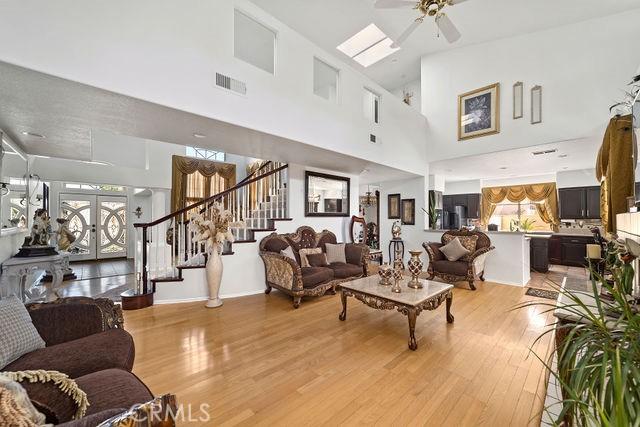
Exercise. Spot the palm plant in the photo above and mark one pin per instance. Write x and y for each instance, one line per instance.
(598, 366)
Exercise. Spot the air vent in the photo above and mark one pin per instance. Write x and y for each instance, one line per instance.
(226, 82)
(541, 153)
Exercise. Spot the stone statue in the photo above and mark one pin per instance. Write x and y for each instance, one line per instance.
(65, 237)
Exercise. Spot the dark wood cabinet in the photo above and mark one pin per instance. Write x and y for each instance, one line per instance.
(579, 203)
(539, 254)
(592, 203)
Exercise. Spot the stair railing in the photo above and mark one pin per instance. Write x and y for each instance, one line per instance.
(166, 245)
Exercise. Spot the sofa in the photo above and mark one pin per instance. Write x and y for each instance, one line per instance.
(467, 268)
(84, 338)
(287, 275)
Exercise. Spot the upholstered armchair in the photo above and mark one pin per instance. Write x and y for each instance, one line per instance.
(287, 275)
(465, 269)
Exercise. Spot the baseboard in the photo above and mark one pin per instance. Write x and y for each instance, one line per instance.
(223, 296)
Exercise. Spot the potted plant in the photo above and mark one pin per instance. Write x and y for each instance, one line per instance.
(598, 363)
(213, 233)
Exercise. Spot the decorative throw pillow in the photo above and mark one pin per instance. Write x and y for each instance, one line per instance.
(304, 262)
(317, 260)
(15, 406)
(336, 253)
(454, 250)
(18, 336)
(289, 253)
(468, 242)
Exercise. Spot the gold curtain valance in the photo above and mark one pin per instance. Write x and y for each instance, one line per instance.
(545, 195)
(183, 167)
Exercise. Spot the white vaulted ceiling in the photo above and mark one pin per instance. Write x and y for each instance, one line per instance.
(328, 23)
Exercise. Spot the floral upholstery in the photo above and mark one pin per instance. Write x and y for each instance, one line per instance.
(468, 267)
(288, 276)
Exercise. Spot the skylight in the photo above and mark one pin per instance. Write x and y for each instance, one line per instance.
(368, 46)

........

What this task involves:
Can you reproduce the lines word for word, starting with the line that contains "Exercise. Spot the sofa" and going on through the last line?

Correct result:
Exercise. Spot the sofa in the photo above and mark one pin per instance. Write x and y for each instance, one line per instance.
(467, 268)
(84, 338)
(287, 275)
Exercise. Spot the upholstered armchair in the photo above and mark one pin per instance. Write x and y for each instance, one line per instance.
(287, 275)
(465, 269)
Exercise. Spot the baseboard in the photo above and mark one pin per instance. Write x and y for each instance, one line per instance.
(223, 296)
Exercise. Spot the potted plant in the photo above and mark one pin per instance. Write x and y for each instance, one line per instance.
(598, 363)
(213, 233)
Exercise. Spot the decorative throw pillow in the photo above and mark one pin per instance. Write x and y for each instance, one line per instance.
(304, 262)
(317, 260)
(15, 406)
(336, 253)
(454, 250)
(18, 336)
(289, 253)
(468, 242)
Exercise. Spot the gold curtain valance in the photo above and mark one pin per instance. Write x and y for each instance, one line per instance.
(545, 195)
(183, 167)
Exercise. Spot the white vaulted ceiling in the photo above and mark one pin per instance. Write x and y for each instance, one line per instance.
(328, 23)
Exercise. Spot the floral upholstery in the photo above and mark one pin per instance. Write x and y for each instance, one line per instance.
(468, 267)
(288, 276)
Exercise. Spot the skylight in the photo above and mark one pin per instance. Write x and y for each instance, one line per instance.
(368, 46)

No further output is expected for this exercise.